> [What to do]: Each entry must be output exactly as it appears.

> [Input data]:
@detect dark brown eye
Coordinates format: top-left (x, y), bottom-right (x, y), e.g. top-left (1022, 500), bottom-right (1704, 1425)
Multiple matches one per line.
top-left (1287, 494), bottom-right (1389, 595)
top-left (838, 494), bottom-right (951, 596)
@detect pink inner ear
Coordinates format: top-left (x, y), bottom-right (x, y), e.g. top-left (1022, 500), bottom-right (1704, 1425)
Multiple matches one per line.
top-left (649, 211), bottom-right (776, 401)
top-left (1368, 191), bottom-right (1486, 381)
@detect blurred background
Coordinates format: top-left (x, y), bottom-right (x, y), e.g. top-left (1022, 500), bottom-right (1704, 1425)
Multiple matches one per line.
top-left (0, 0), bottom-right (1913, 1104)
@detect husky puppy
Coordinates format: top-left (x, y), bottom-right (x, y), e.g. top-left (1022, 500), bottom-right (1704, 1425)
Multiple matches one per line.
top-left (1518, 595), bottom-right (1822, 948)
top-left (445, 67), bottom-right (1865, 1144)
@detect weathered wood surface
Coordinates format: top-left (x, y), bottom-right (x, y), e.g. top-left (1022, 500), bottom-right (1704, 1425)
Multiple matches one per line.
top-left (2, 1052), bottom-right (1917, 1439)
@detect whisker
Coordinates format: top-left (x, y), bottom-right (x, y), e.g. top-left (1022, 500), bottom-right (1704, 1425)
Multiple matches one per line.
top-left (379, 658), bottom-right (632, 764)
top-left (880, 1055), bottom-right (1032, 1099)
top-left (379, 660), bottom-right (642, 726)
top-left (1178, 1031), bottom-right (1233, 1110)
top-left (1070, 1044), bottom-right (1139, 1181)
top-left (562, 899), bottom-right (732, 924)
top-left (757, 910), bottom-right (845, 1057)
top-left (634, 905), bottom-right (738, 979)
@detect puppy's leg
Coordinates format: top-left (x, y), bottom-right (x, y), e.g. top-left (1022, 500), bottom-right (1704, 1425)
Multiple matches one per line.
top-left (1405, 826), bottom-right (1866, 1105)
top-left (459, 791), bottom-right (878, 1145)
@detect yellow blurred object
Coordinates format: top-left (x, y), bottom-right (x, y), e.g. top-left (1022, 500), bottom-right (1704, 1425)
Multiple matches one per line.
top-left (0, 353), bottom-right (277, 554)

> [Problem solution]:
@detect dark brown eye
Coordinates format: top-left (x, y), bottom-right (x, y), e.g. top-left (1022, 500), bottom-right (1704, 1425)
Multiple matches one per line.
top-left (1287, 494), bottom-right (1389, 595)
top-left (838, 494), bottom-right (951, 596)
@detect pink inner ear
Coordinates format: top-left (x, y), bottom-right (x, y), e.g. top-left (1022, 500), bottom-right (1704, 1425)
Multiple matches one per line.
top-left (649, 211), bottom-right (776, 401)
top-left (1368, 191), bottom-right (1486, 381)
@detect blurred background
Coordinates format: top-left (x, y), bottom-right (x, y), e.g. top-left (1022, 500), bottom-right (1704, 1425)
Multiple matches one per line.
top-left (0, 0), bottom-right (1913, 1104)
@detect husky puppy
Coordinates format: top-left (x, y), bottom-right (x, y), e.g. top-left (1022, 500), bottom-right (1704, 1425)
Multiple matches one per line.
top-left (1518, 595), bottom-right (1822, 948)
top-left (445, 67), bottom-right (1865, 1144)
@detect weathered wood surface
Coordinates format: top-left (x, y), bottom-right (x, y), e.g. top-left (1022, 500), bottom-right (1704, 1425)
Multiple matches one per line.
top-left (2, 1052), bottom-right (1917, 1439)
@detect whisker
Coordinates format: top-left (x, y), bottom-right (x, y), e.g. top-left (1022, 500), bottom-right (1704, 1425)
Multiple matches one per line.
top-left (379, 658), bottom-right (632, 764)
top-left (880, 1055), bottom-right (1032, 1099)
top-left (379, 660), bottom-right (642, 726)
top-left (1178, 1031), bottom-right (1233, 1110)
top-left (1070, 1044), bottom-right (1139, 1181)
top-left (562, 899), bottom-right (732, 924)
top-left (757, 910), bottom-right (845, 1057)
top-left (634, 905), bottom-right (738, 979)
@detect puppy's leg
Coordinates format: top-left (x, y), bottom-right (x, y), e.g. top-left (1022, 500), bottom-right (1704, 1425)
Multiple matches one per line.
top-left (1405, 826), bottom-right (1866, 1105)
top-left (459, 791), bottom-right (878, 1145)
@detect yellow blurred object
Coordinates format: top-left (x, y), bottom-right (x, y), e.g. top-left (1022, 500), bottom-right (1704, 1425)
Multiple matches one per line.
top-left (0, 353), bottom-right (277, 554)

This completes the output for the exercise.